Auszug zum Lesen:
■ ■ ■
Ein anderes internes Problem, das dieses Jahr viel Aufmerksamkeit bekommen hat, waren die Abhängigkeiten im Win32 Untersystem. Da die Entwicklung daran begonnen wurde, als noch nicht viele Informationen darüber öffentlich verfügbar waren, konnten über die Zusammenhänge nur Vermutungen angestellt werden. Das führte zu Schleifen in den Abhängigkeiten, also Module die auf den jeweils anderen aufbauen, statt einer top-to-bottom Struktur. Eric Kohl hat einige Zeit darin investiert, so etwas aus dem Code zu entfernen. Einer seiner Erfolge war, CSRSS dazu gebracht zu haben während der Initialisierung nicht mehr Shell32 zu benutzen, eine Komponente die bei der Initialisierung von CSRSS noch nicht geladen ist. Damit sind leider noch nicht alle Probleme mit Abhängigkeiten gelöst, aber Jim setzt seine Suche fort.
Ein drittes Problem mit der Architektur und dem Win32 Subsystem ist die Implementierung von ReactX, unserem DirectX-Ersatz. Magnus Olsen musste über das Jahr feststellen, dass dieses Unternehmen wohl länger dauern wird als zunächst gedacht, vor allem die Unterstützung für 3D-Hardwarebeschleunigung. Deswegen wurden zwei Übergangslösungen entwickelt. Die erste war Wine-Code zu benutzen, der DirectX Befehle in ihre jeweiligen OpenGL Gegenstücke übersetzt, die das gleiche auf ReactOS machen. Hardwarebeschleunigung unter OpenGL wird von ReactOS unterstützt, also kann dieser Trick dabei helfen die Leistung zu verbessern. Allerdings hat Magnus immer noch vor, eine bessere Implementierung ohne Umweg über OpenGL zu entwickeln. Die zweite Lösung war, das Win32 Subsystem soweit zu verbessern, das auch das originale DirectX von Microsoft damit arbeiten kann. Das würde bedeuten, die internen Strukturen auf denen DirectX aufbaut soweit zu verändern, dass sie identisch zu den Windows-Strukturen werden. Die Arbeiten um DirectX auf ReactOS zum laufen zu bringen, haben schon 2004 begonnen und beginnen sichtbaren Fortschritt zu zeigen. Der DirectX-Treiber lädt und einfache 2D-Hardwarebeschleunigung funktioniert, aber funktionierende 3D-Hardwarebeschleunigung ist noch etwas entfernt. Diese Arbeit entstand in Zusammenarbeit von Magnus Olsen, Timo Kreuzer, Jim Tabor, Maarten Bosma, Alex Ionescu und seit kurzem auch Kamil Hornicek. Natürlich gibt es noch viel zu tun, aber wir sind nun an dem Punkt angelangt, an dem es auch äußerliche Fortschritte gibt.
■ ■ ■
Datensätze zu beschrifteten Rahmen
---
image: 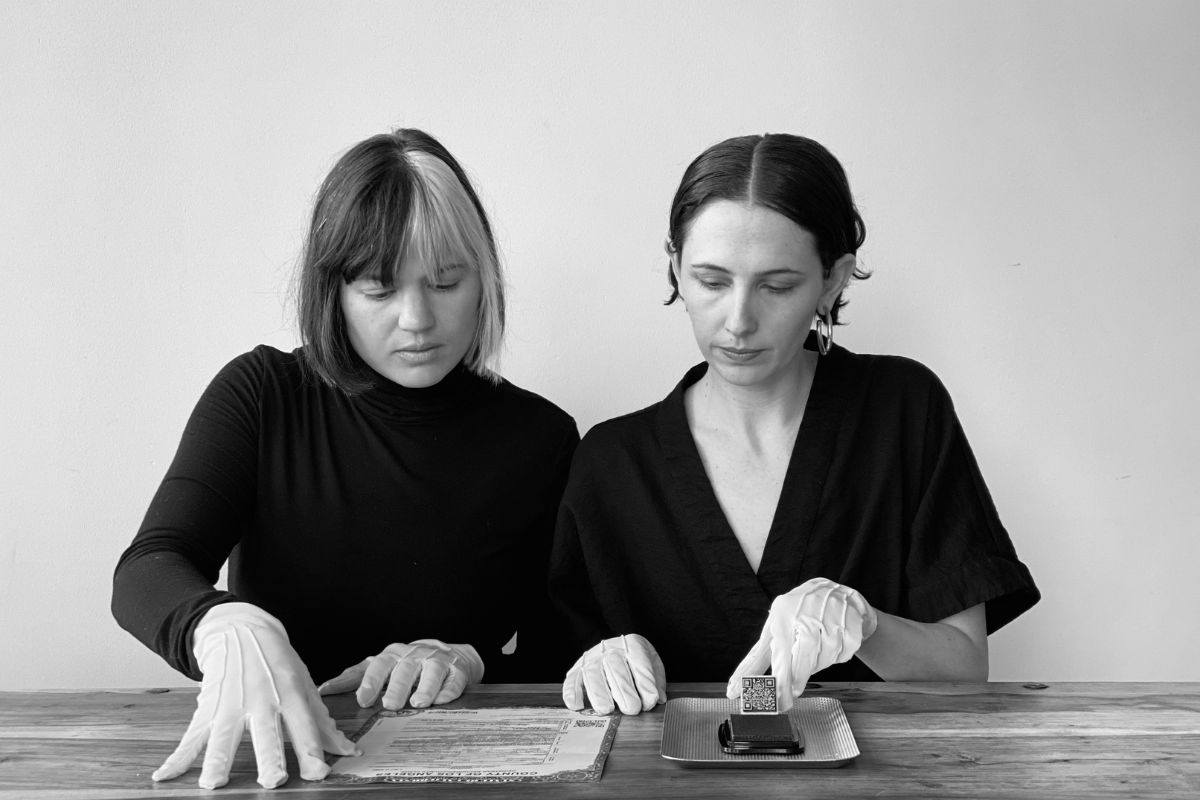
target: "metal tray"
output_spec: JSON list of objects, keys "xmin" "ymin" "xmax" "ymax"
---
[{"xmin": 660, "ymin": 697, "xmax": 858, "ymax": 769}]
■ ■ ■
Aufgaben:
**a.** Nenne alle Personen, die laut dem Auszug an der Arbeit beteiligt waren, DirectX auf ReactOS zum Laufen zu bringen.
**b.** Schreibe aus dem Auszug den Abschnitt ab, der mit „Ein anderes internes“ beginnt und bis einschließlich „seine Suche fort.“ reicht.
**c.** Erkläre mit der Begründung aus dem Auszug, warum zwei Übergangslösungen für ReactX entwickelt wurden.
Die Einträge stammen aus einer anderen Quelle als der Auszug.

Vollständige Lösungen:
**a.** Magnus Olsen, Timo Kreuzer, Jim Tabor, Maarten Bosma, Alex Ionescu, Kamil Hornicek

**b.**
Ein anderes internes Problem, das dieses Jahr viel Aufmerksamkeit bekommen hat, waren die Abhängigkeiten im Win32 Untersystem. Da die Entwicklung daran begonnen wurde, als noch nicht viele Informationen darüber öffentlich verfügbar waren, konnten über die Zusammenhänge nur Vermutungen angestellt werden. Das führte zu Schleifen in den Abhängigkeiten, also Module die auf den jeweils anderen aufbauen, statt einer top-to-bottom Struktur. Eric Kohl hat einige Zeit darin investiert, so etwas aus dem Code zu entfernen. Einer seiner Erfolge war, CSRSS dazu gebracht zu haben während der Initialisierung nicht mehr Shell32 zu benutzen, eine Komponente die bei der Initialisierung von CSRSS noch nicht geladen ist. Damit sind leider noch nicht alle Probleme mit Abhängigkeiten gelöst, aber Jim setzt seine Suche fort.

**c.** Magnus Olsen stellte im Laufe des Jahres fest, dass die Implementierung von ReactX länger dauern wird als zunächst gedacht. Das gilt vor allem für die Unterstützung der 3D-Hardwarebeschleunigung. Deswegen wurden die beiden Übergangslösungen entwickelt.